**** GIVEN RECORDS ****
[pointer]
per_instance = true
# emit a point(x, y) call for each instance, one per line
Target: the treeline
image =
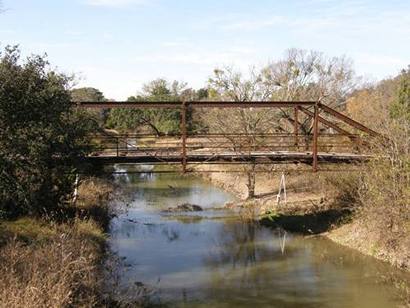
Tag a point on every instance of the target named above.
point(42, 137)
point(299, 75)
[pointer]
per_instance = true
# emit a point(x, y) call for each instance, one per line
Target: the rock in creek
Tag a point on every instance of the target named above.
point(186, 207)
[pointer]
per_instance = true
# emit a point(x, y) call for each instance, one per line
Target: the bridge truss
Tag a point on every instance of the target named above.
point(335, 138)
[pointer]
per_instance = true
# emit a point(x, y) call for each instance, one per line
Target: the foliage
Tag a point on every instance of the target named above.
point(381, 193)
point(159, 121)
point(45, 265)
point(89, 94)
point(401, 105)
point(41, 136)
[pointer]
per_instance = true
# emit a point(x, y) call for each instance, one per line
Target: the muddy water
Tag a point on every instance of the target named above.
point(212, 259)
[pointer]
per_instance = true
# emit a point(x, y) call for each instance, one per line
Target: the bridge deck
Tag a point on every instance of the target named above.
point(227, 157)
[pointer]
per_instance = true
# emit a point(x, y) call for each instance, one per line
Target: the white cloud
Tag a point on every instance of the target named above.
point(255, 24)
point(115, 3)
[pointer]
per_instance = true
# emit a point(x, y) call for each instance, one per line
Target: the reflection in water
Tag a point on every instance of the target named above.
point(210, 258)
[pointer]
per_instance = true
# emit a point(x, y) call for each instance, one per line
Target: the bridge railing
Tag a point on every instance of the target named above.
point(185, 145)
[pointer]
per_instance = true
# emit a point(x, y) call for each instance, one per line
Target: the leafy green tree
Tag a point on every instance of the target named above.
point(160, 121)
point(42, 136)
point(88, 94)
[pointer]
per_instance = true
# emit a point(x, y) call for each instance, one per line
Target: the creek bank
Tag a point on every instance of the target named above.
point(307, 212)
point(48, 263)
point(186, 207)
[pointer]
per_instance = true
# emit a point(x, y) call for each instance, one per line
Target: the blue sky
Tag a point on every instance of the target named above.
point(117, 45)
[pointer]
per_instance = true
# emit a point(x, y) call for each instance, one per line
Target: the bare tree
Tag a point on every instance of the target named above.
point(242, 129)
point(309, 75)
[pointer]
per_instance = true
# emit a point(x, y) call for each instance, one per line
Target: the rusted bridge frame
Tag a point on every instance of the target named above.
point(296, 105)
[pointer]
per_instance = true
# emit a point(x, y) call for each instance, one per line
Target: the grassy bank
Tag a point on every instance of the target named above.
point(49, 264)
point(363, 210)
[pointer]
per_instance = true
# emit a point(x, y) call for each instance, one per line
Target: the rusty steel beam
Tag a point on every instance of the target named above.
point(315, 137)
point(296, 126)
point(349, 121)
point(327, 123)
point(183, 136)
point(198, 104)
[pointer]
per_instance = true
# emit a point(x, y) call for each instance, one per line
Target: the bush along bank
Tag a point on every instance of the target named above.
point(44, 263)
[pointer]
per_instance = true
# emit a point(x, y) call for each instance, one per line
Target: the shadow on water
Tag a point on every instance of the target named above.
point(213, 259)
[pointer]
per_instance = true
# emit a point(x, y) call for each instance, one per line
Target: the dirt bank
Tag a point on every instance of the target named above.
point(310, 209)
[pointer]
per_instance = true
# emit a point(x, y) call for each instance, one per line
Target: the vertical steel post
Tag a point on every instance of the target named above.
point(183, 136)
point(118, 150)
point(315, 137)
point(296, 127)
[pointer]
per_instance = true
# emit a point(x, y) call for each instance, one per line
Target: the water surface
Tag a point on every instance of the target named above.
point(213, 259)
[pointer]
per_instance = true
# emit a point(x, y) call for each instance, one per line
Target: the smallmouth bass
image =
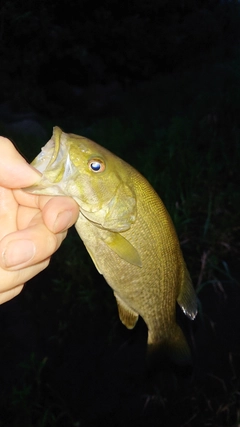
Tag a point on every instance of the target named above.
point(128, 233)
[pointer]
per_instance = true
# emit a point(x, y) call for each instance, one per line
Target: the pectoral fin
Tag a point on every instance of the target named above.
point(127, 315)
point(187, 298)
point(123, 248)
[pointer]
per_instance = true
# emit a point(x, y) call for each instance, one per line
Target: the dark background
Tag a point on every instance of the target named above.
point(158, 83)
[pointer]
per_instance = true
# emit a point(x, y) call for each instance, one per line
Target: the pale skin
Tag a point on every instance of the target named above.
point(32, 227)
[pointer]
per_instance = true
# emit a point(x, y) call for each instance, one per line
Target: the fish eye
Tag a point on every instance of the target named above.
point(96, 165)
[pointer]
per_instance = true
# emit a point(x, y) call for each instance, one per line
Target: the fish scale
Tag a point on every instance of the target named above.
point(128, 234)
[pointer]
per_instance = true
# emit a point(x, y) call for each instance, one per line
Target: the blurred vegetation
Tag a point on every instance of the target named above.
point(177, 122)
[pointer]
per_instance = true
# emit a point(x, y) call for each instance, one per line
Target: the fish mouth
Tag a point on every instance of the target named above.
****
:: TASK INSTRUCTIONS ::
Exactness is what counts here: copy each entry as given and omit its pictures.

:: EXERCISE ANSWER ::
[pointer]
per_instance = true
# emit a point(x, y) call for each instance, one per line
Target: the treeline
image =
Tag a point on every instance of the target named above.
point(42, 137)
point(299, 75)
[pointer]
per_instance = true
# emit a point(x, y) call for each instance, one per line
Target: the rock in creek
Tag a point on every instance of the target named above.
point(186, 207)
[pointer]
per_instance = true
# emit a point(x, y) call for each instance, one per line
Target: the bridge truss
Tag a point on every instance of the target named above.
point(335, 138)
[pointer]
per_instance = true
# emit a point(x, y) call for each instance, one per line
Target: the foliage
Tag a point on every instance of the target named above.
point(381, 193)
point(159, 121)
point(45, 265)
point(89, 94)
point(401, 105)
point(41, 136)
[pointer]
per_instance = true
# emit a point(x, y) call for each instance, one per line
Target: the muddy water
Tag a point on every instance of the target named above.
point(212, 259)
[pointer]
per_instance = true
# emit a point(x, y) call for each instance, one per line
Target: the bridge deck
Tag a point on every instance of the target named above.
point(227, 157)
[pointer]
per_instance = true
# emit a point(x, y) call for each instance, one per line
Target: the white cloud
Tag a point on every instance of the target named above.
point(255, 24)
point(115, 3)
[pointer]
per_instance = true
# emit a point(x, y) call for each instance, one per line
Target: the reflection in water
Tag a point on every instance of the target named above.
point(210, 258)
[pointer]
per_instance = true
# emit a point(x, y) call for each instance, one per line
Target: the bridge railing
Tag a point on every instance of the target named above.
point(185, 145)
[pointer]
per_instance = true
# emit a point(x, y) call for each instance, one per line
Target: the leafy green tree
Tag a point on every instance of the target named above.
point(160, 121)
point(42, 136)
point(88, 94)
[pointer]
per_instance = true
# emit a point(x, y) call for each instance, one per line
Target: the creek bank
Tag a point on every instance of the target named above.
point(307, 212)
point(48, 263)
point(186, 207)
[pointer]
per_instance = true
# emit a point(x, y) call for each instance, one per line
Target: the blue sky
Tag a point on every instance of the target named above.
point(117, 45)
[pointer]
per_instance = true
# emit a point(x, y) call for each instance, one per line
Target: the bare tree
Tag a point on every instance of the target named above.
point(242, 129)
point(309, 75)
[pointer]
per_instance = true
# emit a point(x, y) call for each instance, one per line
Target: the rusted bridge frame
Tag a point on every instance of the target named above.
point(296, 105)
[pointer]
per_instance = true
# emit a point(x, y) call for each instance, one per line
Target: the grassy bank
Tag a point on every instance of the target named above.
point(49, 264)
point(363, 210)
[pointer]
per_instance = true
# emit a point(x, y) call for each instance, one per line
Target: the rusty steel beam
Tag a point on every instance of the target named above.
point(315, 137)
point(296, 126)
point(349, 121)
point(327, 123)
point(183, 136)
point(198, 104)
[pointer]
per_instance = true
# emit a point(x, y) call for each instance, one per line
Target: the bush along bank
Tag a point on every instance of the target named above.
point(44, 263)
[pointer]
per_instance = true
# emit a point(x, y) call for each instance, one per line
Target: the shadow on water
Tag a point on every instance of the target named above.
point(213, 259)
[pointer]
per_instance = true
# emit a point(x, y) call for each instance, one per line
Target: the dirt bank
Tag a point on every instance of the target named above.
point(310, 209)
[pointer]
per_instance = true
# emit a point(x, y) call for each instance, one per line
Target: the vertical steel post
Tag a point on every instance of the target named above.
point(183, 136)
point(118, 150)
point(315, 137)
point(296, 127)
[pointer]
per_instance = true
# emit a point(x, y) call for each instance, one per line
Target: the water surface
Tag a point on every instance of the target named above.
point(213, 259)
[pointer]
per_instance = true
# emit a point(x, y) call for each instance, one per line
Target: the smallmouth bass
image =
Tag a point on every instance of the target named above.
point(128, 233)
[pointer]
per_instance = true
# emit a point(x, y) call for each instance, one per line
Target: the pectoral fin
Tag a point on every instance of the target named above.
point(127, 315)
point(187, 298)
point(123, 248)
[pointer]
per_instance = true
# emit a point(x, y) call for each instance, one per line
Target: the dark background
Tag a point on every instance of the target named above.
point(158, 83)
[pointer]
per_instance = true
# emit a point(x, y) call for each instance, one per line
Target: the pale skin
Tag a point on every instance of the target named above.
point(32, 227)
[pointer]
per_instance = true
# emit a point(x, y) call for each instance, one per line
Target: the fish eye
Tag a point on every instance of the target named above.
point(96, 165)
[pointer]
per_instance = true
# emit a point(x, y) call for each instance, one per line
Target: the fish scale
Tag a point on every instance of the target named above.
point(128, 234)
[pointer]
per_instance = true
# emit a point(x, y) call for each instance, one per line
Target: the blurred vegetation
Tag a point on every instance of the target named above.
point(177, 122)
[pointer]
per_instance = true
# emit a point(x, y) call for each instance, one per line
Target: the fish mouth
Tag a point on every instance of the target named above.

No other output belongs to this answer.